● The tasks
1. Set down word for word the part of the injective function text that begins with the words containing "let $f: A \to" and ends with "f(x_1) \neq f(x_2)".
2. Resume the text on injective functions from the point where it stops, continuing it in the same style.

● Source extract
Injective Function (One-to-One Function)

 

Provided that $s(A) \leq s(B)$,

let $f: A \to B$ be a given function. If every distinct element in the domain $A$ maps to a distinct element in the codomain $B$, then this function is called an injective function.

That is, for $y = f(x)$,

\[
x_1 \neq x_2 \Rightarrow f(x_1) \neq f(x_2)
\]

or equivalently,

\[
f(x_1) = f(x_2) \Rightarrow x_1 = x_2 \]

 

Examples:

 

 

 

$\bullet \quad f: A \to B$ is injective because every element in $A$ maps to a distinct image in $B$. Furthermore, since there are unmapped elements remaining in the codomain $B$, it is injective and into (non-surjective).

 

 

 

 

 

 

 

$\bullet \quad f: A \to B$ is a bijective function, meaning it is both injective (one-to-one) and surjective (onto).

● Data rows
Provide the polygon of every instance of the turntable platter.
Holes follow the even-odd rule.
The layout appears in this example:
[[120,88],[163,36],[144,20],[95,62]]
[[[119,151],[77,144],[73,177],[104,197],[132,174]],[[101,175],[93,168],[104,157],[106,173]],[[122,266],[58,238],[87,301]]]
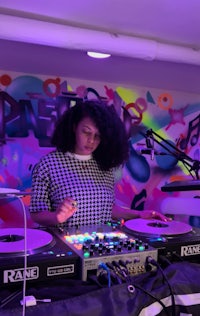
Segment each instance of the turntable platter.
[[181,235],[192,231],[192,227],[186,223],[160,220],[132,219],[125,222],[124,226],[133,233],[152,236]]
[[[39,229],[26,229],[27,254],[35,254],[53,246],[53,236]],[[25,250],[24,228],[3,228],[0,230],[0,257],[23,256]]]

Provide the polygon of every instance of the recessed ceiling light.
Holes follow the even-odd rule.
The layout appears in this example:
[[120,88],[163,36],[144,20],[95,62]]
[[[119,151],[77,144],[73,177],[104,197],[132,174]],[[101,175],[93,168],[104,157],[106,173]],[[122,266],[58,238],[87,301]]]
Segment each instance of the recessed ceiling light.
[[98,53],[98,52],[87,52],[87,55],[93,58],[108,58],[110,54]]

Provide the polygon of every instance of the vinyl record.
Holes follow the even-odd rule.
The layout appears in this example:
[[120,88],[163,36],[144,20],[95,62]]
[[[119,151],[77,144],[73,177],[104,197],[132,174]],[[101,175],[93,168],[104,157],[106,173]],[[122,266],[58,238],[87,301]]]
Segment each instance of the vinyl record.
[[[53,236],[39,229],[26,229],[26,252],[35,254],[53,246]],[[20,256],[25,252],[25,229],[3,228],[0,230],[0,257]]]
[[171,221],[163,222],[160,220],[132,219],[125,222],[124,226],[131,232],[141,235],[181,235],[192,231],[192,227],[186,223]]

● Answers by task
1.
let $f: A \to B$ be a given function. If every distinct element in the domain $A$ maps to a distinct element in the codomain $B$, then this function is called an injective function.

That is, for $y = f(x)$,

\[
x_1 \neq x_2 \Rightarrow f(x_1) \neq f(x_2)

2.
$\bullet \quad f: \mathbb{N} \to \mathbb{Z}$, defined by $f(x) = 2x^3 – 7$:

\[
f(x_1) = 2x_1^3 – 7 \quad \text{and} \quad f(x_2) = 2x_2^3 – 7
\]

\[
f(x_1) = f(x_2) \Rightarrow 2x_1^3 – 7 = 2x_2^3 – 7
\]

\[
\Rightarrow x_1 = x_2 \quad \text{Therefore, the function is injective.}
\]

 

$\bullet \quad f: \mathbb{R} \to \mathbb{R}$, defined by $f(x) = 2x^2 + 1$:

\[
f(x_1) = 2x_1^2 + 1 \quad \text{and} \quad f(x_2) = 2x_2^2 + 1
\]

\[
f(x_1) = f(x_2) \Rightarrow 2x_1^2 + 1 = 2x_2^2 + 1
\]

\[
\Rightarrow x_1^2 = x_2^2 \Rightarrow x_1 = \pm x_2
\]

Since distinct inputs can yield identical outputs, the function is not injective.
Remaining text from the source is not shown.